# Stated exercise 1:
In the algebra forum thread, what subject was the degree held by the poster who helps check the landlady's son's homework?
# Stated exercise 2:
Carry on the algebra forum thread from its last post.

Seriously I think it is 1.
But I always was shocking at algebra so it might well be twelvety seven.
No it is not. It can't be.
I think.
Sorry I meant I need to find a in terms of b and c.
(a-b)/a = c
a-b = ca
a-ca = b
a = b/(1-c)
A=(CA)+B
a = (c-1)/-b
(a-b)/a = c
a-b = ac
a-ac = b
a(1-c) = b
a = b/(1-c)
Ohh. Interesting! 🙂
What IS the point of algebra anyway? I never did understand it at all.
🙁
wot off the brakes said
As a complete aside (as thepurist seems to have solved it)...
Friday nights in the local we've taken to doing the landlady's 11yo son's maths homework. Not for him but so she knows whether he's got it right. Now I've got an A-level in Maths and a degree (Signal Processing) that had a fair bit of maths in it but there's some weeks we really struggle. Just thought you'd like to know.
Being as I'm wrong, can someone please walk me through the solution? 🙂
Thanks chaps. Those GCSE maths lessons are a very distant memory.

[Bounding-box records]
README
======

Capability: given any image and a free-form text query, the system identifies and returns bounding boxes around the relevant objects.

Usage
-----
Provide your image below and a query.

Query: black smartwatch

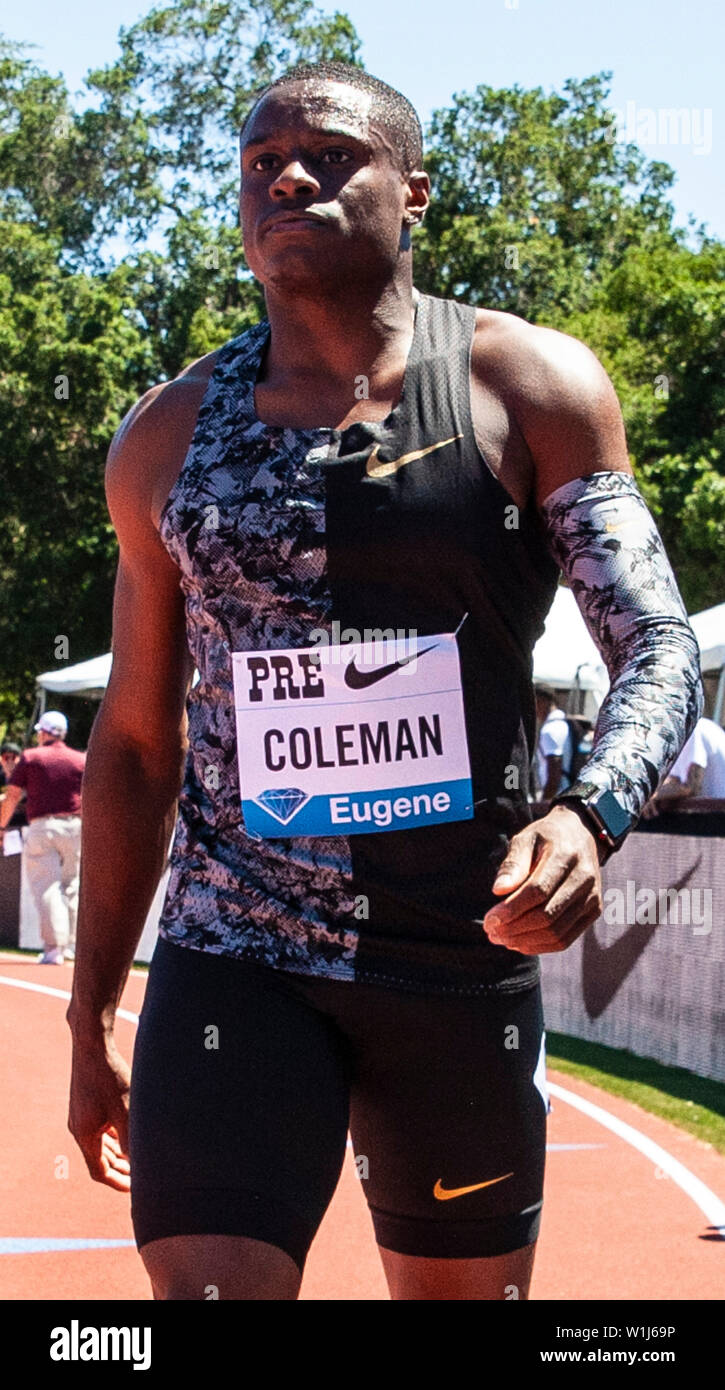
[551,783,635,863]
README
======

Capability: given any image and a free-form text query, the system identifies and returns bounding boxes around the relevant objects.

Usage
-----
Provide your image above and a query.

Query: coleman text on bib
[232,634,474,837]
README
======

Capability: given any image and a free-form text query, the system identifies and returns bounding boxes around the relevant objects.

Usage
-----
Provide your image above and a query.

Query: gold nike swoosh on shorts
[365,434,463,478]
[433,1173,514,1202]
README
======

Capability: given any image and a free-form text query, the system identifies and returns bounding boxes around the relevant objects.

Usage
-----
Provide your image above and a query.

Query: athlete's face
[239,82,429,291]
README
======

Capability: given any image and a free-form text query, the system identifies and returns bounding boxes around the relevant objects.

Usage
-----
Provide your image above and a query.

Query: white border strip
[0,974,725,1240]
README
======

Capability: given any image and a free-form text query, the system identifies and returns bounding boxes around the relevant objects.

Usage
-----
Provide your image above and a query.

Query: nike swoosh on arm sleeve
[542,471,703,816]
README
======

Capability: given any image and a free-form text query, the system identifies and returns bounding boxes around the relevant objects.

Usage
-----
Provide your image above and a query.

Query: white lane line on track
[549,1081,725,1240]
[0,974,725,1240]
[0,974,139,1023]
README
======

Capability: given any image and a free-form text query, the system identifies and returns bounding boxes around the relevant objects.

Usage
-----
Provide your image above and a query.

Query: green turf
[546,1031,725,1154]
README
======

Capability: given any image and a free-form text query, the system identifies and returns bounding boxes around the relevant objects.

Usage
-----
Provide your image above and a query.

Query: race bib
[232,632,474,838]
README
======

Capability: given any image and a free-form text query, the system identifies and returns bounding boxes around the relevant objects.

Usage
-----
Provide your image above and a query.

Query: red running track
[0,955,725,1301]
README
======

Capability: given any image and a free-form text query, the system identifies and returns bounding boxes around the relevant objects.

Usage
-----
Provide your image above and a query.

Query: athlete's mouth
[263,213,329,232]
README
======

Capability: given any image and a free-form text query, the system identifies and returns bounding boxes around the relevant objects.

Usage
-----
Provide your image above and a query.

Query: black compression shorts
[129,940,546,1270]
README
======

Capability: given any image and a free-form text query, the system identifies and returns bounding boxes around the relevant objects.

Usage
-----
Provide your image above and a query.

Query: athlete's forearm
[543,473,703,816]
[67,712,183,1037]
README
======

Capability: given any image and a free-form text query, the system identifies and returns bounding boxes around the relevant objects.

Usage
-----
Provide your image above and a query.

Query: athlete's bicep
[104,403,193,744]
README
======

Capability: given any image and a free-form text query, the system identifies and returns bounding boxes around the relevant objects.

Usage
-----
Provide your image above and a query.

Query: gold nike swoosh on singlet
[433,1173,514,1202]
[365,434,463,478]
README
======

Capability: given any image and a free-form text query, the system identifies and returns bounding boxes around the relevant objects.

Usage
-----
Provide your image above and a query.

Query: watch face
[592,791,632,840]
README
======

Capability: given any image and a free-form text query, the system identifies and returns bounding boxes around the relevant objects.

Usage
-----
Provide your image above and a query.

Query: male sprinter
[68,65,701,1300]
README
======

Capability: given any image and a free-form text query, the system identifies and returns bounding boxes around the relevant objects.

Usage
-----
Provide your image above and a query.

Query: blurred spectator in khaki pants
[0,710,86,965]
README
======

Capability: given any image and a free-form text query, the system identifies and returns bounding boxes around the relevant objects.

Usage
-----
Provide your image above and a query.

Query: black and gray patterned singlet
[154,296,557,992]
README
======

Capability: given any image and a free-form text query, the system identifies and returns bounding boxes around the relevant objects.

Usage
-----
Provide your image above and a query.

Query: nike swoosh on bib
[433,1173,514,1202]
[365,434,463,478]
[344,642,438,691]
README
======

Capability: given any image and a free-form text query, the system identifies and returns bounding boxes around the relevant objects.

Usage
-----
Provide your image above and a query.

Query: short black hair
[239,63,424,174]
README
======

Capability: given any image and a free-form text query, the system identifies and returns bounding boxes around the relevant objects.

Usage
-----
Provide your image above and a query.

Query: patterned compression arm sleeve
[542,473,703,817]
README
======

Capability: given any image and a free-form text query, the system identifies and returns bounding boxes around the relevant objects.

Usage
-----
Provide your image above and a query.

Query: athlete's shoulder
[108,349,221,471]
[471,309,613,410]
[471,309,632,506]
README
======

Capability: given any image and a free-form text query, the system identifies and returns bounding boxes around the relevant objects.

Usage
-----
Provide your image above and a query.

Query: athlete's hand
[483,806,601,955]
[68,1037,131,1193]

# Reply 1:
Signal Processing

# Reply 2:
Being as I'm wrong, can someone please walk me through the solution?
(a-b)/a = c
a-b = ac (divide both sides by a)
a-ac = b (swap ac and b from one side to the other, this changes their signs)
a(1-c) = b (extract a common factor of a on the left)
a = b/(1-c) (divide both sides by (1-c))
Being as I'm wrong, can someone please walk me through the solution?
What offthebrakes said.
Thanks Feenster, been a LONG time since I did anthing so pointless as algrbra ( 😉 ) I'd forgotten how it all works 🙂
[url= http://www.wolframalpha.com/input/?i=%28a-b%29%2Fa+%3D+c ]Wolfram|Alpha is your friend[/url]
feenster - Member(a-b)/a = c
a-b = ac (divide both sides by a)
a-ac = b (swap ac and b from one side to the other, this changes their signs)
a(1-c) = b (extract a common factor of a on the left)
a = b/(1-c) (divide both sides by (1-c))
I'm being thick. Can you explain how a-ac becomes a(1-c)
I can't believe I used to be good at algebra 🙁
a-ac is the same as (a x 1) - (a x c), so you can take the common factor a out and make it a x (1-c).
Anyone for Sturm Liouville systems?
... for non-zero a, and c not equal to 1.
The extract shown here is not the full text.